*** Text passage ***

Papua New Guinea has a high tuberculosis (TB) burden, with 111 new cases per 100,000 people in 2005, according to the World Health Organization. 9.7 percent of adults with TB were co-infected with HIV in 2005. High rates of HIVTB co-infections increase the difficulty of treating both diseases.

==National response==
Papua New Guinea's national AIDS response has been overseen and coordinated by the National AIDS Council (NAC) since 1997. The council is a multisectoral committee, comprising representatives of government departments, councils of churches, the National Council of Women, the Chamber of Commerce, nongovernmental organizations, and PLWHA. The council's secretariat provides support, running day-to-day operations.

The National Strategic Plan for 2004–2008 focuses on seven priority areas of intervention: treatment, counseling, care, and support; education and prevention; epidemiology and surveillance; social and behavioral change research; leadership, partnership, and coordination; family and community; and monitoring and evaluation. The Plan stresses the importance of expanding access to voluntary counseling and testing services, especially at the district and provincial levels; ensuring the clinical management of opportunistic infections such as TB; and providing antiretroviral therapy (ART) to PLWHA. In 2006, the National AIDS Council finalized the Gender Policy on HIV/AIDS and its implementation plan and a Workplace Policy Tool Kit on HIV/AIDS, currently implemented by private and public sector entities.

In 2004, the Government of Papua New Guinea introduced prevention of mother-to-child transmission of HIV projects at six hospitals; however, according to UNAIDS, fewer than 3 percent of HIV-positive pregnant women were receiving ART in 2005.

The Global Fund to Fight AIDS, Tuberculosis and Malaria approved Papua New Guinea for a fourth-round grant in 2005 to scale up HIV/AIDS prevention, care, and treatment through an intensified multisectoral community-based program.

==National AIDS Council of Papua New Guinea==
The NAC, led by its secretariat, is responsible for the formulation of policy for the prevention, control and management of HIV and AIDS. The secretariat comprises twenty five members, including eight Program Advisers and sixteen technical and support staff at national level.

The secretariat is chaired by Sir Peter Barter, OBE, and its president is Mr Wep Kanawi CSM, OBE.

===Performance===
The NAC has been subject to a number of controversies since its inception, all relating to corruption.

In February 2008, the NAC came under scrutiny when it was alleged that six senior officials, including acting director Romanus Pakure had misappropriated hundreds of thousands of dollars intended for the country's fight against AIDS. The misappropriation involved falsification of purchase orders, including a stationery order of US$361,000 that never arrived, and officials using money to go on overseas trips.

Pakure, along with the other five senior executives, was suspended pending an investigation into the matter. At the time, Pakure said he welcomed the investigation but questioned the legality of the suspension because he learnt about it in the media before receiving a letter from the Department of Health.

*** End of Text passage ***

* [Check your understanding]:
**1)** According to the Papua New Guinea AIDS text, since what year has the National AIDS Council overseen and coordinated the country's national AIDS response?
**2)** List the seven priority areas of intervention that the Papua New Guinea AIDS text gives for the National Strategic Plan for 2004–2008.
**3)** Does the Papua New Guinea AIDS text support each statement? Answer yes or no for each, and quote the words of the text that decide it.
(a) In 2004 the government introduced prevention of mother-to-child transmission of HIV projects at six hospitals.
(b) The Global Fund approved Papua New Guinea for a third-round grant in 2005.
(c) Pakure received a letter from the Department of Health about his suspension before the media reported it.
Rely only on the Papua New Guinea AIDS text.

*** Given data ***

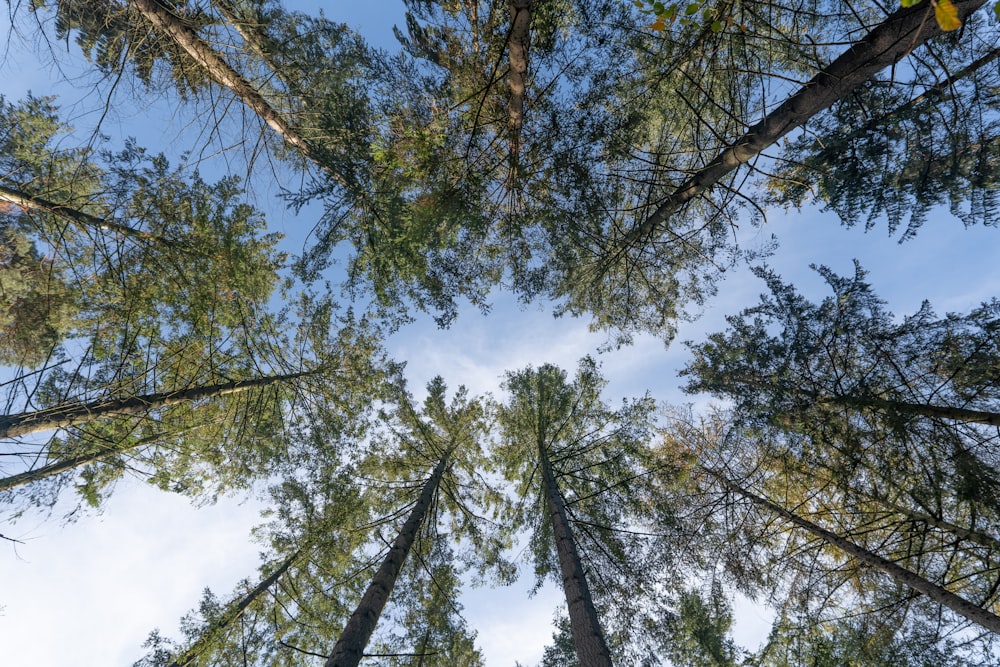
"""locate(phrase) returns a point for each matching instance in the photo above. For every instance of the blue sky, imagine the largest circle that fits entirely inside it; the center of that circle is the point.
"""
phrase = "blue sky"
(88, 593)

*** End of Given data ***

* [Answers by item]:
**1)** 1997

**2)**
1. Treatment, counseling, care, and support
2. Education and prevention
3. Epidemiology and surveillance
4. Social and behavioral change research
5. Leadership, partnership, and coordination
6. Family and community
7. Monitoring and evaluation

**3)**
(a) Yes: "In 2004, the Government of Papua New Guinea introduced prevention of mother-to-child transmission of HIV projects at six hospitals"
(b) No: "approved Papua New Guinea for a fourth-round grant in 2005"
(c) No: "he learnt about it in the media before receiving a letter from the Department of Health"